### Given exercise
Convert every item below into a two-column CSV with the headers text and answer, one row per item. Put each item's text and its answer in a single quoted field apiece, replace line breaks with spaces, and leave the pictures out.

### Material for this exercise

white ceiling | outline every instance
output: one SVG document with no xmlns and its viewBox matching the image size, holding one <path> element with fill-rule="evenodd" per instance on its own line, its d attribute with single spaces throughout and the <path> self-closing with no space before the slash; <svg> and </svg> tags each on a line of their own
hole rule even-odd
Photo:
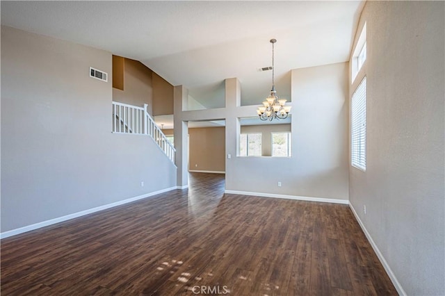
<svg viewBox="0 0 445 296">
<path fill-rule="evenodd" d="M 364 2 L 1 1 L 1 24 L 140 60 L 207 108 L 224 106 L 238 77 L 243 105 L 275 85 L 290 99 L 290 70 L 348 60 Z"/>
</svg>

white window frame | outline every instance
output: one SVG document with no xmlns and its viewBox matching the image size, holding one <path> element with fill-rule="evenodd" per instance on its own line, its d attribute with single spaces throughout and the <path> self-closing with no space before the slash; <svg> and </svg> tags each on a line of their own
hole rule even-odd
<svg viewBox="0 0 445 296">
<path fill-rule="evenodd" d="M 359 56 L 357 57 L 357 72 L 358 72 L 362 69 L 362 66 L 364 63 L 365 60 L 366 60 L 366 42 L 365 40 L 364 44 L 362 47 L 362 50 L 360 50 L 360 53 Z"/>
<path fill-rule="evenodd" d="M 245 149 L 246 149 L 246 151 L 245 151 L 245 154 L 246 155 L 241 155 L 241 135 L 246 135 L 245 137 L 245 141 L 246 141 L 246 145 L 245 145 Z M 259 135 L 259 138 L 260 138 L 260 141 L 259 141 L 259 145 L 260 145 L 260 154 L 259 155 L 249 155 L 249 135 Z M 261 156 L 263 155 L 263 145 L 262 145 L 262 140 L 263 140 L 263 134 L 261 133 L 240 133 L 240 139 L 239 139 L 239 156 L 241 157 L 248 157 L 248 156 Z"/>
<path fill-rule="evenodd" d="M 350 163 L 362 171 L 366 170 L 366 76 L 351 99 Z"/>
<path fill-rule="evenodd" d="M 292 156 L 292 132 L 291 131 L 273 131 L 270 133 L 270 154 L 272 157 L 291 157 Z M 287 134 L 287 156 L 276 156 L 273 155 L 273 134 L 286 133 Z"/>
<path fill-rule="evenodd" d="M 363 25 L 360 36 L 353 52 L 351 83 L 354 82 L 366 60 L 366 23 Z"/>
</svg>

### Result below
text,answer
"white ceiling | outline every instance output: one SVG document with no xmlns and its viewBox matching the image size, holding one <path> element with fill-rule=""evenodd"" per instance on its own line, its d attribute with single spaces throughout and the <path> self-closing with no space before the slash; <svg> and </svg> tags each on a line of their own hole rule even-odd Photo:","<svg viewBox=""0 0 445 296""> <path fill-rule=""evenodd"" d=""M 364 2 L 1 1 L 1 24 L 140 60 L 207 108 L 224 106 L 238 77 L 243 105 L 275 85 L 290 99 L 290 70 L 348 60 Z""/> </svg>"
"white window frame | outline every instance output: one SVG document with no xmlns and its viewBox matching the image size, holding one <path> element with fill-rule=""evenodd"" per instance on its own line, its d attribute with single spaces throughout and the <path> self-closing with no space before the slash; <svg> and </svg> tags each on a line of their own hole rule even-odd","<svg viewBox=""0 0 445 296""> <path fill-rule=""evenodd"" d=""M 359 56 L 357 57 L 357 72 L 358 72 L 362 69 L 362 66 L 364 63 L 365 60 L 366 60 L 366 42 L 365 40 L 364 44 L 362 47 L 362 50 L 360 50 L 360 53 Z""/> <path fill-rule=""evenodd"" d=""M 245 149 L 246 149 L 246 151 L 245 151 L 245 154 L 246 155 L 241 155 L 241 135 L 246 135 L 245 137 L 245 141 L 246 141 L 246 145 L 245 145 Z M 259 135 L 259 138 L 260 138 L 260 141 L 259 141 L 259 145 L 260 145 L 260 154 L 259 155 L 249 155 L 249 135 Z M 261 156 L 263 155 L 263 145 L 262 145 L 262 140 L 263 140 L 263 134 L 261 133 L 240 133 L 240 139 L 239 139 L 239 156 L 241 157 L 248 157 L 248 156 Z""/> <path fill-rule=""evenodd"" d=""M 350 163 L 362 171 L 366 170 L 366 76 L 351 99 Z""/> <path fill-rule=""evenodd"" d=""M 292 156 L 292 132 L 291 131 L 273 131 L 270 133 L 270 154 L 272 157 L 291 157 Z M 287 134 L 287 156 L 276 156 L 273 155 L 273 134 L 286 133 Z""/> <path fill-rule=""evenodd"" d=""M 363 25 L 360 36 L 353 52 L 351 83 L 354 82 L 366 60 L 366 23 Z""/> </svg>"